Using the data below, repeat all of it precisely.
BEGIN Data shown
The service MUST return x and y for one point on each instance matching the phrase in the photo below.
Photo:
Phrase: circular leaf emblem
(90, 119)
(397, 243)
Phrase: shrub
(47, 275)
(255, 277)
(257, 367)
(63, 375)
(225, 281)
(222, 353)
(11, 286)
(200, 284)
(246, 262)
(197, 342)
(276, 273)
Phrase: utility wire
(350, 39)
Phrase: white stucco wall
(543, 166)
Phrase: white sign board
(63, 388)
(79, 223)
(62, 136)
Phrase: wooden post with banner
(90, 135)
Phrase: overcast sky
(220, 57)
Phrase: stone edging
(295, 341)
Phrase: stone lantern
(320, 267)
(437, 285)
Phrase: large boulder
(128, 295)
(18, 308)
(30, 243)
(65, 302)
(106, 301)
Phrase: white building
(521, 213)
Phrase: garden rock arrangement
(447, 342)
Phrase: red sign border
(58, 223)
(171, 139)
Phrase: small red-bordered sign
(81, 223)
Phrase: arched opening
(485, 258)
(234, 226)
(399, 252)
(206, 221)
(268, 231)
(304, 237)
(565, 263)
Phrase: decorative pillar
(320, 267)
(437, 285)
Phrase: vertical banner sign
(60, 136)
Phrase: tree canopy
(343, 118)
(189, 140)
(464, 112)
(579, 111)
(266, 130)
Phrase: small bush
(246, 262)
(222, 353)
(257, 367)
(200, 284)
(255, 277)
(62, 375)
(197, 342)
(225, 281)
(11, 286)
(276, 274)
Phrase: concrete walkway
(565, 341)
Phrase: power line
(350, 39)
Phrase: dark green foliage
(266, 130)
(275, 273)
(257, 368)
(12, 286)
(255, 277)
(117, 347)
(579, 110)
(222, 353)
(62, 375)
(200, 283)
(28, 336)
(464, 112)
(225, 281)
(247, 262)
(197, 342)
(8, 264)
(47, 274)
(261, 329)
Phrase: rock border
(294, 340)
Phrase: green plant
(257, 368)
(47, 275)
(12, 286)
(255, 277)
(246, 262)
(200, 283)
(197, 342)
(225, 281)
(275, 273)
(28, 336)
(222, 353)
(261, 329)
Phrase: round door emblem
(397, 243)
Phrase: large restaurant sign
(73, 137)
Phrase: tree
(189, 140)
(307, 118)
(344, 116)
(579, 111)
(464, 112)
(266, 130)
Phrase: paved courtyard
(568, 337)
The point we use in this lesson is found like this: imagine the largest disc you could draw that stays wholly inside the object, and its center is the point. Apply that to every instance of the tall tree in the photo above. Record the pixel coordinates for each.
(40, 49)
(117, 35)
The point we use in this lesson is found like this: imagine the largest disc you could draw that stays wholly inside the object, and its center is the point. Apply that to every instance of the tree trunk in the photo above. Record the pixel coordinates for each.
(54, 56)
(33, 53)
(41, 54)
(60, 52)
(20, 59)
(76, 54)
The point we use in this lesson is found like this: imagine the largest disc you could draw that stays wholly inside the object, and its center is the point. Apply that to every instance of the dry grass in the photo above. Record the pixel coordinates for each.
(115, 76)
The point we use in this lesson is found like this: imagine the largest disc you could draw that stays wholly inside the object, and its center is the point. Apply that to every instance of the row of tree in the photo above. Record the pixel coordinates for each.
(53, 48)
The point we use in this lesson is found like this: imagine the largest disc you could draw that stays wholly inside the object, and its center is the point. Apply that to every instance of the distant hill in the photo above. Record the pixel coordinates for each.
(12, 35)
END Data shown
§ Answer to the exercise
The service MUST return x and y for one point on each instance matching the phrase in the photo below.
Photo:
Phrase: circular leaf emblem
(90, 119)
(397, 243)
Phrase: shrub
(47, 275)
(255, 277)
(257, 367)
(63, 375)
(225, 281)
(222, 353)
(11, 286)
(200, 284)
(246, 262)
(197, 342)
(276, 273)
Phrase: utility wire
(350, 39)
Phrase: white stucco wall
(543, 166)
Phrase: white sign board
(63, 388)
(79, 223)
(62, 136)
Phrase: wooden post with banner
(90, 135)
Phrase: overcast sky
(220, 57)
Phrase: stone edging
(295, 341)
Phrase: stone lantern
(320, 267)
(437, 285)
Phrase: large boulder
(128, 295)
(18, 308)
(30, 243)
(65, 302)
(106, 301)
Phrase: white building
(521, 213)
Phrase: garden rock arrangement
(447, 342)
Phrase: red sign border
(58, 223)
(171, 139)
Phrase: small red-bordered sign
(81, 223)
Phrase: arched opening
(485, 258)
(234, 226)
(399, 252)
(206, 221)
(268, 231)
(304, 237)
(565, 263)
Phrase: decorative pillar
(320, 267)
(437, 285)
Phrase: vertical banner sign
(60, 136)
Phrase: tree canopy
(343, 118)
(189, 140)
(464, 112)
(579, 111)
(266, 130)
Phrase: small bush
(246, 262)
(222, 353)
(257, 367)
(200, 284)
(255, 277)
(62, 375)
(197, 342)
(225, 281)
(11, 286)
(276, 274)
Phrase: concrete walkway
(565, 341)
Phrase: power line
(350, 39)
Phrase: dark green foliage
(266, 130)
(275, 273)
(257, 368)
(12, 286)
(255, 277)
(117, 347)
(579, 110)
(222, 353)
(62, 375)
(200, 283)
(28, 336)
(464, 112)
(225, 281)
(247, 262)
(197, 342)
(8, 264)
(47, 274)
(261, 329)
Phrase: rock border
(294, 340)
Phrase: green plant
(257, 368)
(47, 275)
(12, 286)
(255, 277)
(246, 262)
(200, 283)
(197, 342)
(225, 281)
(275, 273)
(28, 336)
(222, 353)
(261, 329)
Phrase: round door emblem
(397, 243)
Phrase: large restaurant sign
(73, 137)
Phrase: tree
(189, 140)
(307, 118)
(344, 116)
(579, 111)
(464, 112)
(266, 130)
Phrase: paved courtyard
(568, 337)
The point we use in this lesson is found like this: imagine the largest disc you could draw that stays wholly inside the object, and its center is the point. Apply that to every instance of the tall tree in the photo above. Record the pixel coordinates for each.
(40, 49)
(117, 35)
The point we use in this lesson is found like this: imagine the largest disc you could draw that stays wholly inside the object, and its center is the point. Apply that to every instance of the tree trunk in the photo above. Record the pixel coordinates for each.
(54, 56)
(33, 53)
(41, 54)
(60, 52)
(20, 59)
(76, 54)
The point we use in this lesson is found like this: imagine the largest disc you could draw that stays wholly inside the object, and its center is the point. Apply that to every instance of the dry grass in the photo above. Record the pixel coordinates for each.
(115, 76)
The point we use in this lesson is found like this: imagine the largest disc you could draw that stays wholly inside the object, and its center is the point. Apply that to every instance of the row of tree in the photo above. Record the pixel coordinates for each.
(53, 48)
The point we use in this lesson is found like this: imagine the largest disc you could draw that stays wholly inside the object, and its center is the point. Apply that to every instance of the distant hill in the photo above. Record the pixel coordinates for each.
(12, 35)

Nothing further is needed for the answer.